**Short exercise A**
From the Grown Rogue debt financing announcement, reproduce the passage starting with "Grown Rogue has also" and going on through "the royalty payments.".
**Short exercise B**
Continue the Grown Rogue debt financing announcement from where it stops.

Excerpted text start

Saturday, September 18, 2021

Grown Rogue Announces Closing of Debt Financing by Its Michigan Subsidiary


MEDFORD, Ore.–(BUSINESS WIRE)–Grown Rogue International Inc. (the “Company”) (CSE: GRIN) (OTCQX: GRUSF), a multi-state cannabis company with operations and assets in Oregon, California and Michigan, today announced that its majority held subsidiary GR Michigan, LLC (“GR Michigan” and together with Grown Rogue International Inc. “Grown Rogue”) has closed a secured debt investment of USD $600,000 (the “Debt Financing”). The debt carries a two-year term, with monthly payments of principal commencing on June 15th. Once the principal is repaid, each investor will receive a gross revenue royalty of 1% per $100,000 invested based on any cannabis business that is majority owned by GR Michigan (“Royalty”). The Royalty has a term of 2 years with maximum amount of 2x of principal invested in the Debt Financing. Grown Rogue has the right, but not the obligation, to purchase the Royalty from any investor by paying the principal invested by such investor in the Debt Financing.

Grown Rogue has also agreed to pledge 100% of its ownership interests in GR Michigan to the investors in the Debt Financing until the principal is repaid in full, 50% during year 1 of the royalty payments and 33% during year 2 of the royalty payments.

Excerpted text end
Data records start

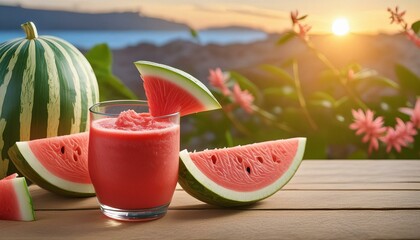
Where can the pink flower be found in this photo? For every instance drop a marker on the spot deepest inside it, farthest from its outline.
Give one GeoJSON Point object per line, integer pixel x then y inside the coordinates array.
{"type": "Point", "coordinates": [243, 98]}
{"type": "Point", "coordinates": [396, 16]}
{"type": "Point", "coordinates": [400, 136]}
{"type": "Point", "coordinates": [414, 113]}
{"type": "Point", "coordinates": [218, 80]}
{"type": "Point", "coordinates": [412, 36]}
{"type": "Point", "coordinates": [368, 125]}
{"type": "Point", "coordinates": [295, 17]}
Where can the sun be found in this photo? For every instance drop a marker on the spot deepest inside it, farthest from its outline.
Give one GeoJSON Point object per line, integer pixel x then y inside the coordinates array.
{"type": "Point", "coordinates": [340, 26]}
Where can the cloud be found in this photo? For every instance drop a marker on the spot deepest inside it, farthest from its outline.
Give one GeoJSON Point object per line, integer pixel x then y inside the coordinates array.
{"type": "Point", "coordinates": [243, 10]}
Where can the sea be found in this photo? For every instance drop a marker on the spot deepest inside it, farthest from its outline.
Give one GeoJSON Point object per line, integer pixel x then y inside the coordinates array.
{"type": "Point", "coordinates": [122, 39]}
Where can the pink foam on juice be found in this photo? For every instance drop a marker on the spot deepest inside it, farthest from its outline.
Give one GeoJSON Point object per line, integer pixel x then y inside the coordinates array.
{"type": "Point", "coordinates": [133, 160]}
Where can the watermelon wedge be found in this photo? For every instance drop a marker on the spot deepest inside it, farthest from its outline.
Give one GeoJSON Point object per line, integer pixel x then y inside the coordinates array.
{"type": "Point", "coordinates": [170, 90]}
{"type": "Point", "coordinates": [58, 164]}
{"type": "Point", "coordinates": [240, 175]}
{"type": "Point", "coordinates": [15, 200]}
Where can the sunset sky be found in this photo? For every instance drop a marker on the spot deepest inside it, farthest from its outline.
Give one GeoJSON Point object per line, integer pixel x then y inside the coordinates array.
{"type": "Point", "coordinates": [364, 16]}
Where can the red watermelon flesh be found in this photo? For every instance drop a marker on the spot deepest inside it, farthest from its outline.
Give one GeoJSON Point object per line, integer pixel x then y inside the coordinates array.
{"type": "Point", "coordinates": [241, 175]}
{"type": "Point", "coordinates": [177, 99]}
{"type": "Point", "coordinates": [58, 164]}
{"type": "Point", "coordinates": [15, 201]}
{"type": "Point", "coordinates": [66, 157]}
{"type": "Point", "coordinates": [259, 166]}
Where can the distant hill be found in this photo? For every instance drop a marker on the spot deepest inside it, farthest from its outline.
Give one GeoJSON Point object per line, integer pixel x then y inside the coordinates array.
{"type": "Point", "coordinates": [233, 28]}
{"type": "Point", "coordinates": [11, 17]}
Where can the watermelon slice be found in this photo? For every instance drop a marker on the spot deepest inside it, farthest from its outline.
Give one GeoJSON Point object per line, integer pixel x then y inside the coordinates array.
{"type": "Point", "coordinates": [170, 90]}
{"type": "Point", "coordinates": [240, 175]}
{"type": "Point", "coordinates": [58, 164]}
{"type": "Point", "coordinates": [15, 200]}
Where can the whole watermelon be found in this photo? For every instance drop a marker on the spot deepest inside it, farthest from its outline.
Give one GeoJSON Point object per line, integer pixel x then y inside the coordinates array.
{"type": "Point", "coordinates": [46, 88]}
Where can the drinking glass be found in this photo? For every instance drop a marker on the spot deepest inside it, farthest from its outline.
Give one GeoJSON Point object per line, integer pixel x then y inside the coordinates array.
{"type": "Point", "coordinates": [133, 164]}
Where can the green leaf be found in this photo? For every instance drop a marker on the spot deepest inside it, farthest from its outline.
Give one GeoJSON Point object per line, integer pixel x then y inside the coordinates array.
{"type": "Point", "coordinates": [409, 81]}
{"type": "Point", "coordinates": [416, 27]}
{"type": "Point", "coordinates": [229, 139]}
{"type": "Point", "coordinates": [286, 37]}
{"type": "Point", "coordinates": [194, 34]}
{"type": "Point", "coordinates": [382, 81]}
{"type": "Point", "coordinates": [323, 100]}
{"type": "Point", "coordinates": [282, 74]}
{"type": "Point", "coordinates": [110, 87]}
{"type": "Point", "coordinates": [246, 84]}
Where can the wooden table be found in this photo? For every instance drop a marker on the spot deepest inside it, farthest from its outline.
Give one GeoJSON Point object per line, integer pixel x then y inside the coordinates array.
{"type": "Point", "coordinates": [326, 199]}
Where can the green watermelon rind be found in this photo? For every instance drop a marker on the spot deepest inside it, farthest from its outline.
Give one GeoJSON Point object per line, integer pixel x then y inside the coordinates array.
{"type": "Point", "coordinates": [30, 167]}
{"type": "Point", "coordinates": [198, 185]}
{"type": "Point", "coordinates": [182, 80]}
{"type": "Point", "coordinates": [24, 199]}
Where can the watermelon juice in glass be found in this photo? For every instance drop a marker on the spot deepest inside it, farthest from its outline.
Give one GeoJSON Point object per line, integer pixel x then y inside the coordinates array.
{"type": "Point", "coordinates": [133, 159]}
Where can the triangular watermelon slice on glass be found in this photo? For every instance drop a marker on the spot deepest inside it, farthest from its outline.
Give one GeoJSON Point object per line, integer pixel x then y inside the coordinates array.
{"type": "Point", "coordinates": [240, 175]}
{"type": "Point", "coordinates": [15, 200]}
{"type": "Point", "coordinates": [58, 164]}
{"type": "Point", "coordinates": [170, 90]}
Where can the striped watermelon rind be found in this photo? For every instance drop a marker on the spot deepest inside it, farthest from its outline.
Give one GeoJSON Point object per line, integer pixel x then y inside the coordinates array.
{"type": "Point", "coordinates": [46, 88]}
{"type": "Point", "coordinates": [181, 79]}
{"type": "Point", "coordinates": [198, 185]}
{"type": "Point", "coordinates": [31, 167]}
{"type": "Point", "coordinates": [25, 211]}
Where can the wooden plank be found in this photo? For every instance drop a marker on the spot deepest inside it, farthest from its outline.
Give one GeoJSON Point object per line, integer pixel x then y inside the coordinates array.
{"type": "Point", "coordinates": [352, 186]}
{"type": "Point", "coordinates": [222, 224]}
{"type": "Point", "coordinates": [290, 199]}
{"type": "Point", "coordinates": [357, 171]}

Data records end

**Final result A**
Grown Rogue has also agreed to pledge 100% of its ownership interests in GR Michigan to the investors in the Debt Financing until the principal is repaid in full, 50% during year 1 of the royalty payments and 33% during year 2 of the royalty payments.

**Final result B**
Each investor in the Debt Financing will also receive 1% of the membership units in GR Michigan for every $100,000 invested, representing a value of USD$5,000. In exchange for services rendered, certain investors in the Debt Financing will receive an additional 1% of the membership units, one of which is a director of Grown Rogue. The President and Chief Executive Officer of Grown Rogue will receive 5% of the membership units in GR Michigan as part of his compensation for the structuring of the Debt Financing and leading Grown Rogue’s expansion into the Michigan market.


“We are excited to secure this non-dilutive debt financing for Grown Rogue to continue executing our expansion strategy into the Michigan market”, said Obie Strickler, Chief Executive Officer of Grown Rogue. “We remained committed to finding the right fully-licensed partner in Michigan, and these funds will allow us to move forward and execute upon our agreement with our operational partner Golden Harvests and continue to provide value to our shareholders.”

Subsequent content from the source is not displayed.